REQUIREMENT
Rescale the stretch of the listing from the line containing "point: the arched doorway in this photo" through the line containing "(374, 1191)", both included, writing out every line in it again, requests as well. Multiply each answer coordinate by 1.2 and round to a whole number, with halves rounded up.

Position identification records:

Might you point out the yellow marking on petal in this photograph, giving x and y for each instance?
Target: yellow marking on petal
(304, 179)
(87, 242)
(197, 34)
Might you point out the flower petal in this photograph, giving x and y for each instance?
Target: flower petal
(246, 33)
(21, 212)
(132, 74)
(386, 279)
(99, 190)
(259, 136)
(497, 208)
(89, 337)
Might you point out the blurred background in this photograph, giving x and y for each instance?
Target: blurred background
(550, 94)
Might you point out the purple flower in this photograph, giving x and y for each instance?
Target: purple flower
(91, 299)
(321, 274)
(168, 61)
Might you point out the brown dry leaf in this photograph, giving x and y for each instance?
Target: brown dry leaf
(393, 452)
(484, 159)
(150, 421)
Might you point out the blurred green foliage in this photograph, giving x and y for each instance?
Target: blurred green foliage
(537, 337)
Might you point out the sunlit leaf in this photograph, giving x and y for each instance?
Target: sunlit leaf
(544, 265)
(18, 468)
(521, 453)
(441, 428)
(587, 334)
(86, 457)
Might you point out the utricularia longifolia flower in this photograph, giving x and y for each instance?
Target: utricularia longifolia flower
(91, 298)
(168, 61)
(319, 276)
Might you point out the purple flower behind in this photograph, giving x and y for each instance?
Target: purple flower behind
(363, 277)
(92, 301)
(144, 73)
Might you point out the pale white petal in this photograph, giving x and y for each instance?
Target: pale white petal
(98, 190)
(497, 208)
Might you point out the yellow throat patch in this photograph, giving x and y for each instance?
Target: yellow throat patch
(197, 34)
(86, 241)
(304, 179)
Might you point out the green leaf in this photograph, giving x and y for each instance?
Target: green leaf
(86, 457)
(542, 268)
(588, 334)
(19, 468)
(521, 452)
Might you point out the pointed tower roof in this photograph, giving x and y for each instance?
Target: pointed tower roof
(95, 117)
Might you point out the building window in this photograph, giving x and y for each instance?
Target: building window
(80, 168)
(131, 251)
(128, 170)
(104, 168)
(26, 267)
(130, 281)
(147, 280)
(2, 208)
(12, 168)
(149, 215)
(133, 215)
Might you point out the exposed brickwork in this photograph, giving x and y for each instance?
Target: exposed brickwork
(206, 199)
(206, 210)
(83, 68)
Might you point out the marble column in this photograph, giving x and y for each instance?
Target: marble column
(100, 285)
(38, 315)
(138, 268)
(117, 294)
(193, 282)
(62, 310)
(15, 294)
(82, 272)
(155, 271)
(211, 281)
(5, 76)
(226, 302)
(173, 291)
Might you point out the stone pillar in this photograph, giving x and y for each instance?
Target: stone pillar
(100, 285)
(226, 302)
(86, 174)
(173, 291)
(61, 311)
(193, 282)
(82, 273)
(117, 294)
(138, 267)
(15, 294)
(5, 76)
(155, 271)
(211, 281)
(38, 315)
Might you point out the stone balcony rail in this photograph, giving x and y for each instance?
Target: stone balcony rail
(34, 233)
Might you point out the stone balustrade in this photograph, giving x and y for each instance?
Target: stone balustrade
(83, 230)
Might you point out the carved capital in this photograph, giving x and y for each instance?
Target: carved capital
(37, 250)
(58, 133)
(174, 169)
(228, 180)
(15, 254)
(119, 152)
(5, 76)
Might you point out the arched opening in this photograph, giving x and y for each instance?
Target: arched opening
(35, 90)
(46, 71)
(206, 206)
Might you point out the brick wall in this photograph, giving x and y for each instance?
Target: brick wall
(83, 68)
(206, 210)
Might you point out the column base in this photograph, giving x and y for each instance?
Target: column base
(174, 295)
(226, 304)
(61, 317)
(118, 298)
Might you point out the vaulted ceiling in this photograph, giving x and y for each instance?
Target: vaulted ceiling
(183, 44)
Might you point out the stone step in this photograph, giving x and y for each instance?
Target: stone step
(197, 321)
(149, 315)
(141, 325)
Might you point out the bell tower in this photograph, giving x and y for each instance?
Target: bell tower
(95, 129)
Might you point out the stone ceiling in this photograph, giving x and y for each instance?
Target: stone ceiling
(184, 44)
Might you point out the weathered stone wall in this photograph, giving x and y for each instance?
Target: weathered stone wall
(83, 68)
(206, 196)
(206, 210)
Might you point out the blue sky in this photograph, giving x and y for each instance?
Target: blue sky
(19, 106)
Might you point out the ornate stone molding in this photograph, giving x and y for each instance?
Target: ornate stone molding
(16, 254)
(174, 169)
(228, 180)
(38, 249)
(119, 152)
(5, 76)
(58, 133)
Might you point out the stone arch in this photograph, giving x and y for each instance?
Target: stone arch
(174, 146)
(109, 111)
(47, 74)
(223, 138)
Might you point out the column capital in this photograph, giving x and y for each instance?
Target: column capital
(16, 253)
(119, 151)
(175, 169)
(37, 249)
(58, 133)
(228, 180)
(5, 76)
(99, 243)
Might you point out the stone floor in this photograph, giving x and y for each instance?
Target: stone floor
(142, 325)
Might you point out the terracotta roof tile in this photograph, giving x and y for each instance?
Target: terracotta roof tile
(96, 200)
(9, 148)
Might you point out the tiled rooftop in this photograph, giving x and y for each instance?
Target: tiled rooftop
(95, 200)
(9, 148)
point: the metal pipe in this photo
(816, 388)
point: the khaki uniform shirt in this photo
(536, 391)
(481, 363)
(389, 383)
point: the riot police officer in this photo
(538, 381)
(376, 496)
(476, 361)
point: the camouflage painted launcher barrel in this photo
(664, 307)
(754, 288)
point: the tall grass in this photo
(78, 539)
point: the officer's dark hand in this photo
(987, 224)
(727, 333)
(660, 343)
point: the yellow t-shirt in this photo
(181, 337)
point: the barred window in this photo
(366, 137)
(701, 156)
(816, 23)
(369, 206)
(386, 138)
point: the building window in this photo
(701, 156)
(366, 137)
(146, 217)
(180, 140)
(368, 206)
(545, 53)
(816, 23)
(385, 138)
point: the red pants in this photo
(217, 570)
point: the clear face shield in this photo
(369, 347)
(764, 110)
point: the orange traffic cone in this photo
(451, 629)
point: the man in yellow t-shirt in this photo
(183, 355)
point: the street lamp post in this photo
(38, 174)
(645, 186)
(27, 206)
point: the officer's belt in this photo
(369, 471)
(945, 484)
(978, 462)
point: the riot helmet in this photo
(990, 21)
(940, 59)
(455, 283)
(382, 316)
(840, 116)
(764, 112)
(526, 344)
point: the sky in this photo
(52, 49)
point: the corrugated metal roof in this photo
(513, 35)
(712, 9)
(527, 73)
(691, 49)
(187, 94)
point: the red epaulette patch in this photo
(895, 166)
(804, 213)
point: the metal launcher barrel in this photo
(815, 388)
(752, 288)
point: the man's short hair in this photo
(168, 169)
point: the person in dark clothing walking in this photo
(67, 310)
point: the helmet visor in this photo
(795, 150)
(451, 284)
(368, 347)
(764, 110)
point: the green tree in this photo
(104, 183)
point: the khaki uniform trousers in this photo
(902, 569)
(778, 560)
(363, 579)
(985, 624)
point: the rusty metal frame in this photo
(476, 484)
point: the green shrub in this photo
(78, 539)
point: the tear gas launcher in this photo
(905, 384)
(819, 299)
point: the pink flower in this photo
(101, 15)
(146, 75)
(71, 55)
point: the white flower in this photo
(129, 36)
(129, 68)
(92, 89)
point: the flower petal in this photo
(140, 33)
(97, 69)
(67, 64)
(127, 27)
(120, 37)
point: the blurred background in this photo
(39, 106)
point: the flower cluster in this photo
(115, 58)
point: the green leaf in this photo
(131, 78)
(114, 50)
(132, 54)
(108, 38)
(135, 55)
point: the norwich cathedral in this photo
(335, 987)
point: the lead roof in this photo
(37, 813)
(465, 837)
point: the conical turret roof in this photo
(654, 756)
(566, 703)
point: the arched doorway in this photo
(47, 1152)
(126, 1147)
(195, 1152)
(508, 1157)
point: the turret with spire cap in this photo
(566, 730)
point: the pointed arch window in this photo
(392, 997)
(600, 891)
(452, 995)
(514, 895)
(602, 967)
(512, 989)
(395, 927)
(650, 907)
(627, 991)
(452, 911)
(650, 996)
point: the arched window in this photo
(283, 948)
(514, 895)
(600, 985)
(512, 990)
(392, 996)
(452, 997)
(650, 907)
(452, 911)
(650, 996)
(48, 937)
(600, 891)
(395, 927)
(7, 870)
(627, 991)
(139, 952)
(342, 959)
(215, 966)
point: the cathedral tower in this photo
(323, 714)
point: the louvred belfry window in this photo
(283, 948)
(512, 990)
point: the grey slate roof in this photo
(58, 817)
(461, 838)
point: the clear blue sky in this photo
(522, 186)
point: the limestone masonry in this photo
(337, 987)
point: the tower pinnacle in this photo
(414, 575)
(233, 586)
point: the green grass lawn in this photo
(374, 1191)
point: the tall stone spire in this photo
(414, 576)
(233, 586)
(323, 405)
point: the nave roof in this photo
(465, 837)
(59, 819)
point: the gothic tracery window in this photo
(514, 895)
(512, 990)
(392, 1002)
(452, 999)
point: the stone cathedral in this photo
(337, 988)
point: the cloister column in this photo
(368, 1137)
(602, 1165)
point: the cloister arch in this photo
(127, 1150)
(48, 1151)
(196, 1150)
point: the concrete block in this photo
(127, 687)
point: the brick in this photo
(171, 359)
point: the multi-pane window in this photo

FULL OUTPUT
point: the arched doorway in this photo
(56, 1382)
(151, 1376)
(234, 1382)
(610, 1388)
point: the turret with spire cap in this photo
(679, 876)
point: the pointed arch window in this photo
(470, 1196)
(720, 1069)
(542, 1194)
(617, 1074)
(722, 1160)
(614, 1187)
(474, 1112)
(780, 1088)
(752, 1189)
(542, 1093)
(780, 1195)
point: the arched window in this photo
(340, 1138)
(617, 1074)
(720, 1182)
(614, 1188)
(470, 1195)
(542, 1196)
(780, 1088)
(542, 1093)
(780, 1195)
(58, 1124)
(720, 1069)
(474, 1112)
(8, 1044)
(752, 1189)
(167, 1142)
(410, 1151)
(258, 1159)
point: the cathedral tower in this photo
(388, 857)
point: the louvred belfry window in this photo
(340, 1138)
(614, 1188)
point: the grey slate roof in this photo
(70, 980)
(553, 1006)
point: the clear blue sky in this photo
(626, 223)
point: the limestone masonry in this photo
(404, 1184)
point: the tower pinnacle in this photo
(497, 690)
(280, 703)
point: the green grass lawn in this photo
(449, 1429)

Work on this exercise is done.